UN-backed court in Cambodia opens trial of three senior Khmer Rouge leaders

Reuters/Mark Peters

Hundreds of Cambodians have packed into a court on Monday in Phnom Penh to hear the UN-backed trial of three Khmer Rouge leaders which opened more than three decades after the era known as the ‘Killing Fields’. Nearly 4,000 victims are taking part in the legal process as civil parties. 


Defendants "Brother Number Two" Nuon Chea, ex-head of state Khieu Samphan and former foreign minister Ieng Sary deny charges of genocide, war crimes and crimes against humanity over the deaths of up to two million people.

Regime survivors, monks and students were among those filling the public gallery, while parts of the long-awaited proceedings were due to be broadcast live on television.

Missing from the session was the fourth accused Ieng Thirith - the regime's "First Lady" and the only female leader to be charged by the court - after she was ruled unfit for trial last week because she has dementia.

[THE TASKS]:
1) Condense the paragraph of the Khmer Rouge trial article that begins "Defendants "Brother Number Two"" into a short bulleted list that keeps its main facts.
2) Rename "plastic bottle" to "plastic container" in the listing, covering the stretch from its start through the line containing "[196,87,253,133]", and return only those lines.
The article and the listing that follows are unrelated to each other.

[SOURCE DATA]:
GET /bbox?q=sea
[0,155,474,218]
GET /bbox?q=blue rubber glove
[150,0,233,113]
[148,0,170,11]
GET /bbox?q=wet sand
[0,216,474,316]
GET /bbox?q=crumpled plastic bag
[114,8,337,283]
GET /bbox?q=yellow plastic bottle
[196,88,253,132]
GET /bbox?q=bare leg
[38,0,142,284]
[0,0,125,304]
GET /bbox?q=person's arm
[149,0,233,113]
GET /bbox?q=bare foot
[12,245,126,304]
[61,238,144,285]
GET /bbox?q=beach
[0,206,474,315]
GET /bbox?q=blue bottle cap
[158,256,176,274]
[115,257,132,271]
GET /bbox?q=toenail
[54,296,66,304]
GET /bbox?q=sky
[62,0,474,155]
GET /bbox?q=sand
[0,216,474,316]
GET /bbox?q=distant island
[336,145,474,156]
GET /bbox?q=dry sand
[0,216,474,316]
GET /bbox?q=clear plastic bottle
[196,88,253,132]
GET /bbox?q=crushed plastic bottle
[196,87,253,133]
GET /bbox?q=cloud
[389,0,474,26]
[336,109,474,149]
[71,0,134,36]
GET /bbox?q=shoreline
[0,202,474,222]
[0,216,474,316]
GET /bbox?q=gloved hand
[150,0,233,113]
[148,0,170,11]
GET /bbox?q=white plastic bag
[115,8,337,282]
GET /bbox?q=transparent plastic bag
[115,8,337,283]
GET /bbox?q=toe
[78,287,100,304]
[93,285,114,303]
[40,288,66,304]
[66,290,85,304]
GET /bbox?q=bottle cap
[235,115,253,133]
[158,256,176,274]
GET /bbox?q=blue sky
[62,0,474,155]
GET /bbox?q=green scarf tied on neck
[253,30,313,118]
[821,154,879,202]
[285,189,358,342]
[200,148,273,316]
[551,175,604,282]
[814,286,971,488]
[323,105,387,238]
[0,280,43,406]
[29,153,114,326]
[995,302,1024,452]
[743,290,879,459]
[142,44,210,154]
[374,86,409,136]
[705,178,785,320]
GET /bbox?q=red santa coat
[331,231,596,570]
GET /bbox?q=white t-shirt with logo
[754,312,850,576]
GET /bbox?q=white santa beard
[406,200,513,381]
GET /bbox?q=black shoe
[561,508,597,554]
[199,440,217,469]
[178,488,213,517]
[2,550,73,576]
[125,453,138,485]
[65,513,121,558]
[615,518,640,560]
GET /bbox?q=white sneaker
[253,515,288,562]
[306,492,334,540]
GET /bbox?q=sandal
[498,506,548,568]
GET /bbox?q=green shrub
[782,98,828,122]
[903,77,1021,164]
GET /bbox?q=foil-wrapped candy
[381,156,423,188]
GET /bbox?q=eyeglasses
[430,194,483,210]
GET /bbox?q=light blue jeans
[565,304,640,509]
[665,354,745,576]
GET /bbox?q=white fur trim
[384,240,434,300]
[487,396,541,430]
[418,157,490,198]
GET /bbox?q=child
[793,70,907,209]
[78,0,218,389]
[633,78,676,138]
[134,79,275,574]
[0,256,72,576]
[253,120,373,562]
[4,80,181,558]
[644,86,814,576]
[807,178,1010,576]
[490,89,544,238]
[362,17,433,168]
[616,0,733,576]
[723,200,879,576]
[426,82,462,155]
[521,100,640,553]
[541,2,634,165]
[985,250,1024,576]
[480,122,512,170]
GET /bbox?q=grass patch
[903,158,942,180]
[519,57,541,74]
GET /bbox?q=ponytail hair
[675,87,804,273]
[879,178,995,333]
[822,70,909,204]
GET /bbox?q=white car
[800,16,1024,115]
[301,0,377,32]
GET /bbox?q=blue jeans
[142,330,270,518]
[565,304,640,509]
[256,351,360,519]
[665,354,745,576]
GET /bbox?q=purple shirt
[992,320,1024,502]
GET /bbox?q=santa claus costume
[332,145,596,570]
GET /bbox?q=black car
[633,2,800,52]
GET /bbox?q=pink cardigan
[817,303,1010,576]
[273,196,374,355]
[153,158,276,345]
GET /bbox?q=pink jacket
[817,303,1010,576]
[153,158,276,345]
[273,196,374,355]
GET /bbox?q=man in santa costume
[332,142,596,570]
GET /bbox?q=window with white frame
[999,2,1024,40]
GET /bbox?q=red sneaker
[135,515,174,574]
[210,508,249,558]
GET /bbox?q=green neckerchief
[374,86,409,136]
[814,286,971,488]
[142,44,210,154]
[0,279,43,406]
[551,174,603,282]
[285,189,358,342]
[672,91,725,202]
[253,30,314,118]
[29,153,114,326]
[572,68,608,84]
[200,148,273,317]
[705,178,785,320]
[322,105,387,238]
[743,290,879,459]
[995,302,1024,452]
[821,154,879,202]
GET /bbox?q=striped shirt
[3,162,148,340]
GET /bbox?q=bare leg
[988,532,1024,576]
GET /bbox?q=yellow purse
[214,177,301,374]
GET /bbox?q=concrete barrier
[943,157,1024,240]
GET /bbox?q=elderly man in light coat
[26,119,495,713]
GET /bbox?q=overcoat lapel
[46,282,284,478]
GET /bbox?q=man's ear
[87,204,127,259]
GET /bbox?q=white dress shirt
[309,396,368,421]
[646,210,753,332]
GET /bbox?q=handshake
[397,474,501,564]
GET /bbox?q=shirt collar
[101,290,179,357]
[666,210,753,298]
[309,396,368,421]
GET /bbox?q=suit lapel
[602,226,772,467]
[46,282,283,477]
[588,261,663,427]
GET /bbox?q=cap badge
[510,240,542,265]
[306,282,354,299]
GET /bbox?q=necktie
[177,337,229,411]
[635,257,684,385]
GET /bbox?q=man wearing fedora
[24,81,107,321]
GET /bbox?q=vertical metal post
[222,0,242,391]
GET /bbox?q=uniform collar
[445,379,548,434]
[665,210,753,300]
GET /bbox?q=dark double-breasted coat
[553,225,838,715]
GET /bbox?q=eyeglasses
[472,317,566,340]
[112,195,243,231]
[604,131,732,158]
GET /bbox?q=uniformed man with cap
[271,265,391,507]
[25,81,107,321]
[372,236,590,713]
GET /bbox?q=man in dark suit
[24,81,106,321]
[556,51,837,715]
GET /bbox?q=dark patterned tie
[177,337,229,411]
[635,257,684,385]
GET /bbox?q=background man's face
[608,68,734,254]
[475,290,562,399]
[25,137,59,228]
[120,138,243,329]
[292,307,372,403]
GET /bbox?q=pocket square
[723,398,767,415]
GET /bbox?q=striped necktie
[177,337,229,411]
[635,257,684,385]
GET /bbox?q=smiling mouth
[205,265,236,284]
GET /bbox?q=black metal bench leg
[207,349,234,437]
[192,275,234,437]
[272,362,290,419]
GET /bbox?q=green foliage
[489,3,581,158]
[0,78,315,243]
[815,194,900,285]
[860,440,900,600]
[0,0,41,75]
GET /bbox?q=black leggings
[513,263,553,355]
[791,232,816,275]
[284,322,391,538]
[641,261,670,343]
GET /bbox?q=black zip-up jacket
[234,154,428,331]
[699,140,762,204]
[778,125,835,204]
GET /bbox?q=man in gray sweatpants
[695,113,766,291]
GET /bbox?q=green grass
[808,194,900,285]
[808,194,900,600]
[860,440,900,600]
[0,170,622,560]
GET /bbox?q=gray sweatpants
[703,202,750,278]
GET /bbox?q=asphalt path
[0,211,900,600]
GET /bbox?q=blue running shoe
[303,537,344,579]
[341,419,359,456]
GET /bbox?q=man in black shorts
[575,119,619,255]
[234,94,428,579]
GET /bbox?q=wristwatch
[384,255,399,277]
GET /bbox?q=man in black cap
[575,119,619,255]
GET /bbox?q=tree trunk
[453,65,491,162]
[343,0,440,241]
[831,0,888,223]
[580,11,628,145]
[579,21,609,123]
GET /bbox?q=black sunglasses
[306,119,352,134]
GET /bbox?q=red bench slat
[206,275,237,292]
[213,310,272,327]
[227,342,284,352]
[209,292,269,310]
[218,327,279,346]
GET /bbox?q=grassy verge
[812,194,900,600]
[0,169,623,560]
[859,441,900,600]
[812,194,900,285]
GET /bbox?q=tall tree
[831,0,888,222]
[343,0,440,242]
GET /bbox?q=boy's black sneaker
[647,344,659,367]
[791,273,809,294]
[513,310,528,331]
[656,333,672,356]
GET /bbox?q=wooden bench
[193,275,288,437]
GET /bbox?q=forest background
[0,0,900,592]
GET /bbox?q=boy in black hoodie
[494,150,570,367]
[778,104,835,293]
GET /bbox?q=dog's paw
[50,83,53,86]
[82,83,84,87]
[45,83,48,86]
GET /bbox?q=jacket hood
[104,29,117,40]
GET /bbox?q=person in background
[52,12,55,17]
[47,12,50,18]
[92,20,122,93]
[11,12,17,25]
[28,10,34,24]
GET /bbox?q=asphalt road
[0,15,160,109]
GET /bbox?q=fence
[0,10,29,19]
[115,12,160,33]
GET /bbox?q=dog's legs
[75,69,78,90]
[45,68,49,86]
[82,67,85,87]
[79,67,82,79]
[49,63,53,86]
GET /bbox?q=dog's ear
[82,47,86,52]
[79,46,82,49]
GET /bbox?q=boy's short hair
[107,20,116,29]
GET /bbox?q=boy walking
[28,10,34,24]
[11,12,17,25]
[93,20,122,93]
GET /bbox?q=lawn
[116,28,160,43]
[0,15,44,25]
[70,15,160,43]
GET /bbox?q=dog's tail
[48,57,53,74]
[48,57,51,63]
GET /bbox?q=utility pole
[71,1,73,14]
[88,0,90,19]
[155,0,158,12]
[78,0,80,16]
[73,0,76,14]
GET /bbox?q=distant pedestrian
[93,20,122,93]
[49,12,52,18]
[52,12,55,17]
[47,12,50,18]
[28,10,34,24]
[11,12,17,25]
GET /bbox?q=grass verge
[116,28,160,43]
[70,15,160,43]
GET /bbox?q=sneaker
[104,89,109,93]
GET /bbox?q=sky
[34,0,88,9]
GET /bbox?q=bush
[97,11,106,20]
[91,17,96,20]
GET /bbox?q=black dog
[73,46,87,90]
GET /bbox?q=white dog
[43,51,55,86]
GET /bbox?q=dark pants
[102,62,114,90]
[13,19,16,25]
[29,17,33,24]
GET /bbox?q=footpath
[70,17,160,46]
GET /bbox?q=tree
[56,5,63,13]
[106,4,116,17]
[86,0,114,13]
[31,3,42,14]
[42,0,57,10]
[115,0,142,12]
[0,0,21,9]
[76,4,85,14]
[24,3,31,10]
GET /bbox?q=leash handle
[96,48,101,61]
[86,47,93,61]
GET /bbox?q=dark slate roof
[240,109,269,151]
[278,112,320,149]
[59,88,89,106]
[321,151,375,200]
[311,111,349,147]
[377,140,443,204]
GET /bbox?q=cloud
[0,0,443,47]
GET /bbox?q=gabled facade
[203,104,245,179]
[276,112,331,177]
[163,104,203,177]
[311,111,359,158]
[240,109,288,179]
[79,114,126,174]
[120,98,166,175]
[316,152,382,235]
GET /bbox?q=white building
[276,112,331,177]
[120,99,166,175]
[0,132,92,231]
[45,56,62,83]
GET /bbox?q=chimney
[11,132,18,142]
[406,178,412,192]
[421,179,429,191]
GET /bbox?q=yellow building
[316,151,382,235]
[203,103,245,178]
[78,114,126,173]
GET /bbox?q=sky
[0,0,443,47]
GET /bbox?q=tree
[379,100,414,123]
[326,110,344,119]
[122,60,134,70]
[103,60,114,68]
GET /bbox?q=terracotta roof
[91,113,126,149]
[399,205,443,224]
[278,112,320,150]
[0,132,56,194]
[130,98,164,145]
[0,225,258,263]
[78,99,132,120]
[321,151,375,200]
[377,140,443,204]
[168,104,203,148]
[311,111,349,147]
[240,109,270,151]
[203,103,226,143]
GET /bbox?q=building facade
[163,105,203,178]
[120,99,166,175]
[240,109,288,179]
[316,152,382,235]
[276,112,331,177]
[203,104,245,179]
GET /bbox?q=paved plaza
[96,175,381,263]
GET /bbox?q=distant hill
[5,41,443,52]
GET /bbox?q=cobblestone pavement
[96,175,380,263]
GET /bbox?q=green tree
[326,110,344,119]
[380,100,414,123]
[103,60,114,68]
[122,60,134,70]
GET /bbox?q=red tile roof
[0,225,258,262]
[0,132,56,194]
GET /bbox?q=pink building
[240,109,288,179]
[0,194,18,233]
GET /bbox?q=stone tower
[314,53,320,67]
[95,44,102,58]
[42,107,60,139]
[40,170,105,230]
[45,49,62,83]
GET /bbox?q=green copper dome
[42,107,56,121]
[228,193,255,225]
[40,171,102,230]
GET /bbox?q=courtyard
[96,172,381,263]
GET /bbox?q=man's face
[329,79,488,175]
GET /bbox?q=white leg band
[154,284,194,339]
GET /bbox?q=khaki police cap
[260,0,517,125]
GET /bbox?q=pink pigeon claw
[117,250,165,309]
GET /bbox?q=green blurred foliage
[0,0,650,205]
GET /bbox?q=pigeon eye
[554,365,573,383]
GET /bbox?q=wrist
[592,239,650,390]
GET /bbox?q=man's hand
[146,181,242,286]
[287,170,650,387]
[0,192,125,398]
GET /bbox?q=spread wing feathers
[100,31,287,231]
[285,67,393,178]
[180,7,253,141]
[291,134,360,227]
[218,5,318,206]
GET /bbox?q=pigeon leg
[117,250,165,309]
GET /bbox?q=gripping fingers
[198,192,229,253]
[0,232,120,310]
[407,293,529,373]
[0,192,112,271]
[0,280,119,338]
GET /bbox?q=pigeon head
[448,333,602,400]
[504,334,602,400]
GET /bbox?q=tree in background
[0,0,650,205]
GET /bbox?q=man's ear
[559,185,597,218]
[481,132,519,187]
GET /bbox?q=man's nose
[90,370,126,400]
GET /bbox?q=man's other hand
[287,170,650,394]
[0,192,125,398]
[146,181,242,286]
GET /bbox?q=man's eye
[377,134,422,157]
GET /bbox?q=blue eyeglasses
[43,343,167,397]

[COMPLETED EXERCISE]:
1)
- Defendants: Nuon Chea ("Brother Number Two"), former head of state Khieu Samphan, and former foreign minister Ieng Sary
- Charges they deny: genocide, war crimes, and crimes against humanity
- The charges concern the deaths of up to two million people

2)
GET /bbox?q=sea
[0,155,474,218]
GET /bbox?q=blue rubber glove
[150,0,233,113]
[148,0,170,11]
GET /bbox?q=wet sand
[0,216,474,316]
GET /bbox?q=crumpled plastic bag
[114,8,337,283]
GET /bbox?q=yellow plastic container
[196,88,253,132]
GET /bbox?q=bare leg
[38,0,142,284]
[0,0,125,304]
GET /bbox?q=person's arm
[149,0,233,113]
GET /bbox?q=bare foot
[12,245,126,304]
[61,238,144,285]
GET /bbox?q=beach
[0,206,474,315]
GET /bbox?q=blue bottle cap
[158,256,176,274]
[115,257,132,271]
GET /bbox?q=toenail
[54,296,66,304]
GET /bbox?q=sky
[62,0,474,155]
GET /bbox?q=sand
[0,216,474,316]
GET /bbox?q=distant island
[336,145,474,156]
GET /bbox?q=dry sand
[0,216,474,316]
GET /bbox?q=clear plastic container
[196,88,253,132]
GET /bbox?q=crushed plastic container
[196,87,253,133]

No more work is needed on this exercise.